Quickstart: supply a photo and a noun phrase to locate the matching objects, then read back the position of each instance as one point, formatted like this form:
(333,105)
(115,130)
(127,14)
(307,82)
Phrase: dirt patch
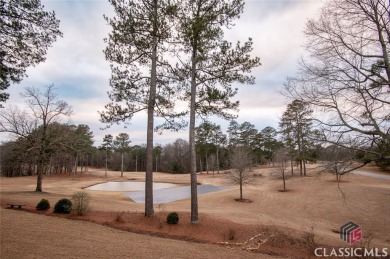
(252,238)
(312,202)
(243,200)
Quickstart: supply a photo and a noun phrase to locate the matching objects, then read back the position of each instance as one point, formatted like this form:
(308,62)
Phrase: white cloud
(76,63)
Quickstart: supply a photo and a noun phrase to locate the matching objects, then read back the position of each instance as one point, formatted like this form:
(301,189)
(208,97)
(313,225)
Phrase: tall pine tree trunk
(122,164)
(194,184)
(149,211)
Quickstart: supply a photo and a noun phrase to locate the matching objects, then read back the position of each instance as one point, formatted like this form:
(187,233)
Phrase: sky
(76,65)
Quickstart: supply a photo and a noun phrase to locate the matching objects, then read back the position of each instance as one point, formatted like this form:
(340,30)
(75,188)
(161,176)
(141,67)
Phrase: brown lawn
(275,223)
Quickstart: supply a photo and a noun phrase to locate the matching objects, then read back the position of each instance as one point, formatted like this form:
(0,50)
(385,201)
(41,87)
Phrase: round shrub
(43,205)
(80,201)
(173,218)
(63,206)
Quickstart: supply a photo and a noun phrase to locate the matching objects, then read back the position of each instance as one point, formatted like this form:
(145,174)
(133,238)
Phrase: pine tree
(213,65)
(135,48)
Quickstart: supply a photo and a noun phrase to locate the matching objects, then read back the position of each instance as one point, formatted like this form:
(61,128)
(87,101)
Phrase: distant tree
(337,161)
(213,65)
(27,31)
(121,144)
(140,75)
(269,142)
(281,160)
(157,154)
(174,157)
(44,109)
(107,146)
(240,162)
(81,142)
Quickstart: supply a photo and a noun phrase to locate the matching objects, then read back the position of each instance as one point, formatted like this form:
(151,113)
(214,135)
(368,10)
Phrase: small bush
(173,218)
(43,205)
(80,202)
(63,206)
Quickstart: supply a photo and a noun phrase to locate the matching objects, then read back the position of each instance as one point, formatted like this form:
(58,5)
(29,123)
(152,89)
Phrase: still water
(162,192)
(128,186)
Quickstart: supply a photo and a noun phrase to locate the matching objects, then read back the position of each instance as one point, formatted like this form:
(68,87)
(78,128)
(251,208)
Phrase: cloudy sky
(75,63)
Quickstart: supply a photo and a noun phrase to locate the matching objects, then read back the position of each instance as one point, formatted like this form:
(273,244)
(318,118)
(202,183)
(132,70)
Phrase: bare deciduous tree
(346,75)
(43,110)
(240,162)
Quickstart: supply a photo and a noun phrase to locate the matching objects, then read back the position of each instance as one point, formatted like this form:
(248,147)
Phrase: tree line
(164,51)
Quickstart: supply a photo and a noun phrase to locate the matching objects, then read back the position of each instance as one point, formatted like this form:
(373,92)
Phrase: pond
(162,192)
(127,186)
(174,194)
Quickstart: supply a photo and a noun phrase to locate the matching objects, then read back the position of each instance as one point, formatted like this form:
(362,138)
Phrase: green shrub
(80,201)
(63,206)
(43,205)
(173,218)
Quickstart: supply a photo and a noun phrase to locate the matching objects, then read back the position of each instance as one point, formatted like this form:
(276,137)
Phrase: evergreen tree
(296,127)
(121,144)
(140,81)
(213,65)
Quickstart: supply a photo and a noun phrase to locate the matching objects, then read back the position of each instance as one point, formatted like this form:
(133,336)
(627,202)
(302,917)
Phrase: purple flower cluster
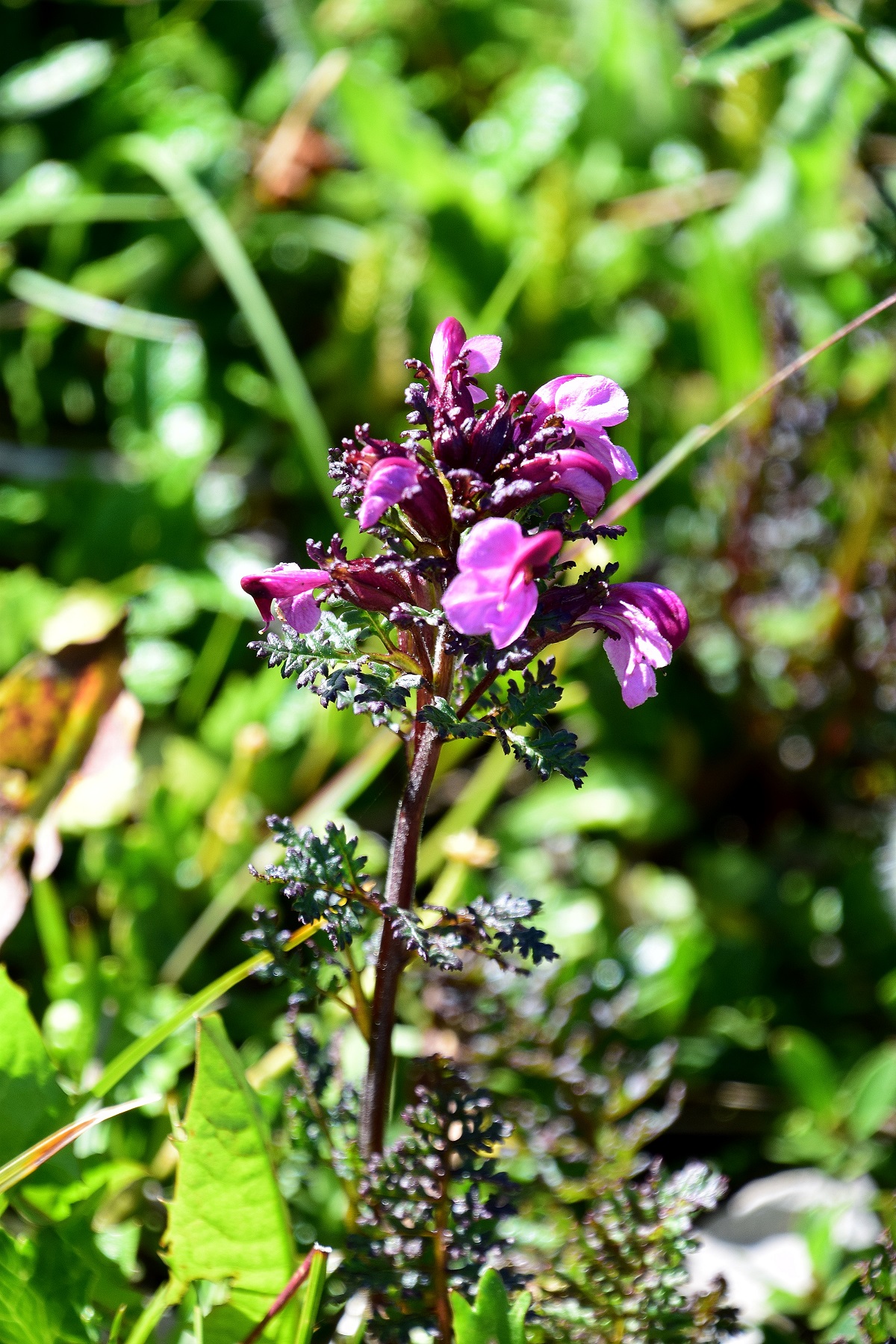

================

Transcribe the material exactly, keeping every word and none of the pictures.

- [WRITTEN RESPONSE]:
Quickstart: supply a photo and a noun phrase to locate the matching objects, then read back the position of each instance as one point, formatted like this form:
(333,105)
(115,130)
(127,14)
(307,82)
Phrase: dirt patch
(252,238)
(312,202)
(243,200)
Quickstart: supply a photo and a noun phrase to locate the matching objects, then read back the position of each instance as one point, formatted like this form:
(308,62)
Phrase: white cloud
(76,63)
Quickstart: supply a photo and a noun phrase to locate the matching objects, then read back the position of each instance as one point, formatted like this form:
(301,189)
(208,97)
(313,225)
Phrase: tall pine tree trunk
(122,164)
(194,184)
(149,211)
Quickstart: supply a photo and a noun phrase to locate the matching objects, then read back the position of each instance as one point, formatted like this form:
(187,233)
Phrase: sky
(76,65)
Quickstart: supply a photo and a noun phrase to locate the matching objects, then read back the position of each instance as one point, formatted like this form:
(340,30)
(75,188)
(161,176)
(141,67)
Phrase: brown lawn
(275,223)
Quickstart: supply a photo and a noun phrase to locate the matching objects, then read back the position of each instance as one point, formatted like this form:
(0,50)
(385,201)
(41,87)
Phrase: round shrub
(43,205)
(80,201)
(173,218)
(63,206)
Quickstart: supply a photo and a noun phrase to locate the matching objects, then read back the position of each instance as one point, formatted like this form:
(145,174)
(133,238)
Phrase: pine tree
(213,65)
(135,48)
Quickstart: supply a photo and a noun phrase to locate the matching objects, then read back the position of each instance as one point, formatted like this form:
(61,128)
(87,101)
Phrase: distant tree
(337,161)
(213,65)
(27,31)
(121,144)
(140,75)
(269,142)
(281,160)
(157,154)
(174,157)
(44,109)
(107,146)
(240,162)
(81,142)
Quickstart: supply a photo and a noun phrase to locate the matching objects, then read back the position of each instance as one point, formatted like this form:
(151,113)
(214,135)
(368,10)
Phrase: small bush
(173,218)
(43,205)
(80,202)
(63,206)
Quickstart: supply a photo and a noun phrase to locate the matching objects, then read back the position of each instance as one point, formatted like this form:
(58,5)
(29,123)
(152,89)
Phrase: still water
(162,192)
(128,186)
Quickstart: supply a photo and a noun phrase to locate the matching objects, then read back the position of each instance as one point, formatted like this form:
(68,87)
(78,128)
(251,208)
Phrase: cloudy sky
(75,63)
Quickstart: supply a photo and a noun phrase to locate the matching objects, then read back the position of each instance as one point, formatted like this form:
(273,244)
(318,118)
(202,183)
(132,70)
Phrase: bare deciduous tree
(346,75)
(43,110)
(240,162)
Quickstart: supply a photo and a noun phrase to locate the matching objects, then read back the position of each instance as one point, formatted like this form:
(248,147)
Phrase: tree line
(164,51)
Quickstart: supply a photo and a noun phrase to locate the matching objects, then read back the position of each instance as one point, formatted like this form:
(373,92)
Phrase: pond
(162,192)
(127,186)
(174,194)
Quickstart: supply a photo and a noun phrase to locate the matching objects, then read back the position of each instance as one point, formatted like this form:
(362,138)
Phrase: green shrub
(80,201)
(63,206)
(43,205)
(173,218)
Quickstart: supply a photo and a noun phrase to locate the matching objects, then read back the position of each instance as one point, formatted like this form:
(276,137)
Phrase: evergreen tree
(296,127)
(121,144)
(140,81)
(213,65)
Quickstart: supply a photo and a noun phrase to locate the matching objects, then read back the position of each instance as one point, formatted like this form:
(133,336)
(627,202)
(302,917)
Phrase: purple flower cluster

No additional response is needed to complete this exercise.